==== DATA EXTRACTS ====

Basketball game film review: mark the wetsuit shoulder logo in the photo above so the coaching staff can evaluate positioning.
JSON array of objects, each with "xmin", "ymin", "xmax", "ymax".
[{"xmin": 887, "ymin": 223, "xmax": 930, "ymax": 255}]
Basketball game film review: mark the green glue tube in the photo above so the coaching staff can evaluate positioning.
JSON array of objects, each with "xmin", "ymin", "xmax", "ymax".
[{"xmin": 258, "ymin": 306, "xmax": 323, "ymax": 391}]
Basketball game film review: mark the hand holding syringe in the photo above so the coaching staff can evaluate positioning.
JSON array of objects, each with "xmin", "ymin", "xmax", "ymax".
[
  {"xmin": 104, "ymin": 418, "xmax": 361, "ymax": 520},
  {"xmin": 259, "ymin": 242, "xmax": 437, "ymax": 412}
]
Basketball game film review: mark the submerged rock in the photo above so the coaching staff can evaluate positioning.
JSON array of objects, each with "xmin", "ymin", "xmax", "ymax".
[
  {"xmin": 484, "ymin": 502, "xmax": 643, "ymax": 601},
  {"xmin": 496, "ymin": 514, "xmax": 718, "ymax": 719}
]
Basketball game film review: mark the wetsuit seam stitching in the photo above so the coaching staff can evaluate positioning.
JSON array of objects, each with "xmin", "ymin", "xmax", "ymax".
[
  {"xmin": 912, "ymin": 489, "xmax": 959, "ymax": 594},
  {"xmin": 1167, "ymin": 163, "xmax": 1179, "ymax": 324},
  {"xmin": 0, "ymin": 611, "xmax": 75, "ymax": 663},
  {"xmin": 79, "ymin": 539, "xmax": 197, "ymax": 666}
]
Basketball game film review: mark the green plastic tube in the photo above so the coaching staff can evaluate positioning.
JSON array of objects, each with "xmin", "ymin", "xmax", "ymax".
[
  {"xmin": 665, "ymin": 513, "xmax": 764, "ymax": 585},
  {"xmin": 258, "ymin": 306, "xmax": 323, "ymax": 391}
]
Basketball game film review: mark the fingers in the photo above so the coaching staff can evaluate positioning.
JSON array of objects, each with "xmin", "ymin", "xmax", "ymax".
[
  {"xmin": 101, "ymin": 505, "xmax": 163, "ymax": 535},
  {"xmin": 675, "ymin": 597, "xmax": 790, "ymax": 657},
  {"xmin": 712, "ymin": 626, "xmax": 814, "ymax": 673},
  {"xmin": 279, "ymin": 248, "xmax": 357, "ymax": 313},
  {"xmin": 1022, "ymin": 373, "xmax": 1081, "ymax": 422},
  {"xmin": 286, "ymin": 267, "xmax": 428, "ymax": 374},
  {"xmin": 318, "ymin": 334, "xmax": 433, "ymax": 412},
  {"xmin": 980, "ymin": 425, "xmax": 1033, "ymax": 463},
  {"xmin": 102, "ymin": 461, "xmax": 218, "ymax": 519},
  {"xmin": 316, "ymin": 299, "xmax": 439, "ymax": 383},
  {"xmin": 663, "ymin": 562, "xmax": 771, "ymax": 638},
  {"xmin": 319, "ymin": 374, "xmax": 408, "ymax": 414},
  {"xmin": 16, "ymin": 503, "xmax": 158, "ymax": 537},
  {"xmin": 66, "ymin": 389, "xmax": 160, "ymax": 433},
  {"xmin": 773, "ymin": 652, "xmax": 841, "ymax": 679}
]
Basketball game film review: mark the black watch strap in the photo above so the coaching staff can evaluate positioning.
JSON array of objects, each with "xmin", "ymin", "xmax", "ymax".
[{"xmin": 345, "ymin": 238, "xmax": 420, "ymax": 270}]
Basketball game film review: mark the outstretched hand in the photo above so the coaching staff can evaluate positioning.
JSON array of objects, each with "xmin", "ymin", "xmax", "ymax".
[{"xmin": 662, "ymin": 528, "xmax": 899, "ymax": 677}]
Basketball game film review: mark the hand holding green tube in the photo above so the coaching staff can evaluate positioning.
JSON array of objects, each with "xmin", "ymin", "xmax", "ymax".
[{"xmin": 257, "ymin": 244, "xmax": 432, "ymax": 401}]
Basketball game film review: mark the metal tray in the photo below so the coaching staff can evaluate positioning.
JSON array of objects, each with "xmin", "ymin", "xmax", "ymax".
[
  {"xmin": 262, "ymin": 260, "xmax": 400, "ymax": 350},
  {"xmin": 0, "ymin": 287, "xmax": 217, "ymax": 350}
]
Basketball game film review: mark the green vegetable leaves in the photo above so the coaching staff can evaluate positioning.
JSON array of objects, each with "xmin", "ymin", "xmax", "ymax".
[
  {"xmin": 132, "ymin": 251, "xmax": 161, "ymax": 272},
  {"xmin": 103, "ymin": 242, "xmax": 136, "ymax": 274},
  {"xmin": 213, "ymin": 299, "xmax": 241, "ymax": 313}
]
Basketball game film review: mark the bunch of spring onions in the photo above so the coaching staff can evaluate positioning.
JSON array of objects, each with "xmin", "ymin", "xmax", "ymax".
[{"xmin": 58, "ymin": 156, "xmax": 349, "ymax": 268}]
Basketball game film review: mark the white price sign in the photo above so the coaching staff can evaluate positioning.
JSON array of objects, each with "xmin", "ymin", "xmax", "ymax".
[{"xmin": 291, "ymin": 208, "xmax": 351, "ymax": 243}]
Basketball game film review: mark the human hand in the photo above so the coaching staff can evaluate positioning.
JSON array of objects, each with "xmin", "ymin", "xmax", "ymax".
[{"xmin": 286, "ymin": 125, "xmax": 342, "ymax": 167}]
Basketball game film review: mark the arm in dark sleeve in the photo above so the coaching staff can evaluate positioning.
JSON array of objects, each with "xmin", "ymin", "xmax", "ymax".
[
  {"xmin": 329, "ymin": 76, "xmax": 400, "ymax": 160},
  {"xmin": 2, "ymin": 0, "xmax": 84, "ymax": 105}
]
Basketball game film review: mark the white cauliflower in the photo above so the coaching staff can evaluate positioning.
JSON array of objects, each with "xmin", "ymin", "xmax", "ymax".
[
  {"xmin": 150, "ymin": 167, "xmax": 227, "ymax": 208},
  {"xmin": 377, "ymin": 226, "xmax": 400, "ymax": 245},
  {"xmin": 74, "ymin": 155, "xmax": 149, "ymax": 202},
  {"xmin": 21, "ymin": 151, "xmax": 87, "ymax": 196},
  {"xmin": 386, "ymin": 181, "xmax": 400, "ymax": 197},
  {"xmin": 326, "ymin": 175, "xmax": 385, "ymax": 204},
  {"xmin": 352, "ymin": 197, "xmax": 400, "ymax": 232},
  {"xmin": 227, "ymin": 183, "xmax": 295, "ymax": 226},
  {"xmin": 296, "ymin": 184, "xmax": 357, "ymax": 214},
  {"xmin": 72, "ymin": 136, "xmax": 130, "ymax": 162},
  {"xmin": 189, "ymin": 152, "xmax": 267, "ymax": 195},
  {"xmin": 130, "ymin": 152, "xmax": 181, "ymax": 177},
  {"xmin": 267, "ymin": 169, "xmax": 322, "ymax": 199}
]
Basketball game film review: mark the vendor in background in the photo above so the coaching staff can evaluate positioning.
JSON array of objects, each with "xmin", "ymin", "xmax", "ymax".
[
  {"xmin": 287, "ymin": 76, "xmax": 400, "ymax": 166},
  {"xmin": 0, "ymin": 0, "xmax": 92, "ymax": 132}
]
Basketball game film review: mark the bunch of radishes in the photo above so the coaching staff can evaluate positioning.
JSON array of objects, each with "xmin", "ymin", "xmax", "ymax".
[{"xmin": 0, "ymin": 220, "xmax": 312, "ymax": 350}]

====

• _TASK STATEMENT_
In the records above, some lines hold the word "white"; copy each such line.

• _SOLUTION TO THIS TASK_
Basketball game film review: mark the white price sign in the photo above so the coaching staff can evaluate positioning.
Basketball game film review: mark the white cauliflower in the photo above so the coaching staff can evaluate positioning.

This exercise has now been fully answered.